▶ _WHAT THIS TASK INVOLVES_: Once the line containing "In this exercise you will find the blurred" is found in the records below, return it and each following line exactly, up to and including the line containing "In this exercise you will find the tulip petal", and nothing else.

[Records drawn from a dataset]
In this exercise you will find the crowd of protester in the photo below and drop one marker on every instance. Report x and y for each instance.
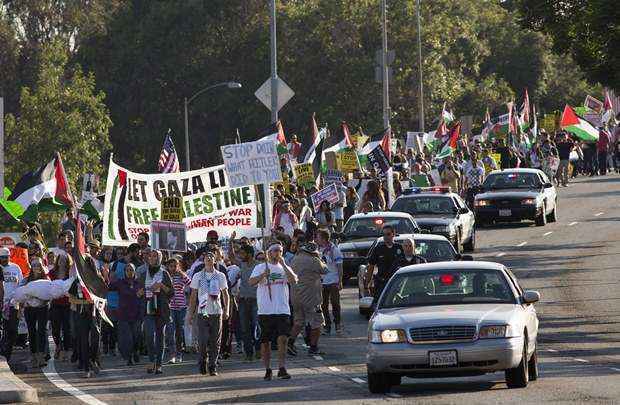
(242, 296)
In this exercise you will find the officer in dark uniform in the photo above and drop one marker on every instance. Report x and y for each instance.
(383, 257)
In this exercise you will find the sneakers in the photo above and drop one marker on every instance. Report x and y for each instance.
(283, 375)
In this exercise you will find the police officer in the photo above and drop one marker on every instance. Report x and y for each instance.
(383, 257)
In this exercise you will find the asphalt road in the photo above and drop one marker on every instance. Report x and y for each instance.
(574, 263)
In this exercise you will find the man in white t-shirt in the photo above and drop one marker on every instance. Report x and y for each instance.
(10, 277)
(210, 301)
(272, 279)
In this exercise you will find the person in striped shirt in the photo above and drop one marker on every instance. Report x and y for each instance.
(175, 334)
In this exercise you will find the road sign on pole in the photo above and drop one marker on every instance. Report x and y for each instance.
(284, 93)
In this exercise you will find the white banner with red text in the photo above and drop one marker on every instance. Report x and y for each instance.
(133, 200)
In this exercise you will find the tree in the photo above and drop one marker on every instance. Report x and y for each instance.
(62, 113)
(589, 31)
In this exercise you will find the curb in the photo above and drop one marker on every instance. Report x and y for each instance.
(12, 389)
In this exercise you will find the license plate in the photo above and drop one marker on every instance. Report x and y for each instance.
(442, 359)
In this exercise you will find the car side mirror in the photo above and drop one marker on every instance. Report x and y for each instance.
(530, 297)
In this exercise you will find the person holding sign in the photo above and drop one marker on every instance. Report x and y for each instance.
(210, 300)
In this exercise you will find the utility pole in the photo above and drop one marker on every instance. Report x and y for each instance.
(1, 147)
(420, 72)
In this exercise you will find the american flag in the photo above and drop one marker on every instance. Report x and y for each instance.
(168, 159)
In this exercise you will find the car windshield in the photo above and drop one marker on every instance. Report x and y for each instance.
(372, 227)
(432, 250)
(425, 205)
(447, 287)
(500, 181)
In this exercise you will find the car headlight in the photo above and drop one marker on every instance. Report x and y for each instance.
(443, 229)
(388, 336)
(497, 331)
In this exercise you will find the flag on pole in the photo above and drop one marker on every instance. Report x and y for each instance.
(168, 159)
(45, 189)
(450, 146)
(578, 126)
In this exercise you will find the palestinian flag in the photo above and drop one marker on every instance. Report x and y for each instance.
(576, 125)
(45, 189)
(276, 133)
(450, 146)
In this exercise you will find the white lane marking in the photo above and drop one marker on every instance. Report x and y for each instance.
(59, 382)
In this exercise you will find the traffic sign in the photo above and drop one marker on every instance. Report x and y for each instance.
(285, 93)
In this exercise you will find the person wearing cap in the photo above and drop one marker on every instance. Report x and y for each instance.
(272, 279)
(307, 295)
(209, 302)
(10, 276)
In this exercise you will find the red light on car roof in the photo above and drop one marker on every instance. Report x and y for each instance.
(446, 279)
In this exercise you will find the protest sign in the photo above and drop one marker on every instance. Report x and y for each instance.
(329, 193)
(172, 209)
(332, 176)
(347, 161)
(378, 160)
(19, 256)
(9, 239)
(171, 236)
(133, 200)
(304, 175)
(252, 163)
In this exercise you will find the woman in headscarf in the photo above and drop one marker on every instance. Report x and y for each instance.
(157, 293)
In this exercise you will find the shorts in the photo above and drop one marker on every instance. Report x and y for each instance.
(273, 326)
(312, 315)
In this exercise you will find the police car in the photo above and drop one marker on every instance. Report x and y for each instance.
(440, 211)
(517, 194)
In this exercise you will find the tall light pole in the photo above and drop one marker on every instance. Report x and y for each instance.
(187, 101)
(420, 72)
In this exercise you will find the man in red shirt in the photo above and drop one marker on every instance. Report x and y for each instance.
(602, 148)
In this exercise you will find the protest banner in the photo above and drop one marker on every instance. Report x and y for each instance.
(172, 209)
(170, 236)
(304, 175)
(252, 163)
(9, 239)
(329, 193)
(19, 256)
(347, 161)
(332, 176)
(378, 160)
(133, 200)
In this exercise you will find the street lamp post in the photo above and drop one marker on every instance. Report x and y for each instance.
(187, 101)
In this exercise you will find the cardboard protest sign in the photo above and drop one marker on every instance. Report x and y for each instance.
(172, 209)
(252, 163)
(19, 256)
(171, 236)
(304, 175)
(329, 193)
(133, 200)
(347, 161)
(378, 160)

...

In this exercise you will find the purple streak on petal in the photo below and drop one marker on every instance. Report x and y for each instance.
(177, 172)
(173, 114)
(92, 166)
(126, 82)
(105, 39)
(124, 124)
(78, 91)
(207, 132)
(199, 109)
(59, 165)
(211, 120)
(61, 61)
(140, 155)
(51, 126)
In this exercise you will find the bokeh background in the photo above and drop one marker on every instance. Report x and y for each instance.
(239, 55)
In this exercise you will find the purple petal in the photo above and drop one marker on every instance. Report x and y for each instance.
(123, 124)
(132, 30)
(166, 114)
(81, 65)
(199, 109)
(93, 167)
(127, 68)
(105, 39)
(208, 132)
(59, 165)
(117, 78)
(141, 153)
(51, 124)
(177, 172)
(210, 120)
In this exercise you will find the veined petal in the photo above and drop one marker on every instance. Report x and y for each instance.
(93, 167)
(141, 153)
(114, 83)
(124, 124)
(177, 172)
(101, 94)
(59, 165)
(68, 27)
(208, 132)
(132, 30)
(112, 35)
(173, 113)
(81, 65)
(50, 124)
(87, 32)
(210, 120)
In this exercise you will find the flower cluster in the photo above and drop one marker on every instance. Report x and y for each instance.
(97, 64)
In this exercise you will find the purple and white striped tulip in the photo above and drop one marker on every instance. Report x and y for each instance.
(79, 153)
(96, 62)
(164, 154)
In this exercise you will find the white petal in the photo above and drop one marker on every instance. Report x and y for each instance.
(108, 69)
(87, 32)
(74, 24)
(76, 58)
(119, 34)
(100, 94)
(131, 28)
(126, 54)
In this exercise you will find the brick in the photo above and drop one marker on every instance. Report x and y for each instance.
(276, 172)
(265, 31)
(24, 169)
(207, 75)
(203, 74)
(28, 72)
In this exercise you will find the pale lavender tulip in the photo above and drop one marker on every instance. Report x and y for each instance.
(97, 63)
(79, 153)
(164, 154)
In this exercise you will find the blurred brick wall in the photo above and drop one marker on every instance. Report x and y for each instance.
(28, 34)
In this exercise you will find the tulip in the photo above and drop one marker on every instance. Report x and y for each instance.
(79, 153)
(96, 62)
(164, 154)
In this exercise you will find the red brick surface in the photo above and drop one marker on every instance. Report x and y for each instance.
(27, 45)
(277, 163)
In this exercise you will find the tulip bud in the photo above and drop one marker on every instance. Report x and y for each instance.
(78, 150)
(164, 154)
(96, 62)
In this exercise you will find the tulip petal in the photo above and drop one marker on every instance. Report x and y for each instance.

▶ _OUTPUT_:
In this exercise you will find the blurred brick wall in the photo above and drop one marker on every instance. Report x and y for each instance.
(28, 34)
In this exercise you will find the tulip in the photo above and drop one marker on every instance. Report x and y for each instance.
(79, 153)
(96, 62)
(164, 154)
In this exercise you will find the red brick surface in the photo above and drop one marker on every instance. Report x and y for each instance.
(27, 45)
(277, 163)
In this exercise you will find the tulip bud in the photo above and drop one marker on every instance. Report x and y for each instance.
(78, 150)
(164, 154)
(96, 62)
In this exercise you will find the tulip petal in the photo above and drop one marker on every instance. Report x and y for each instance.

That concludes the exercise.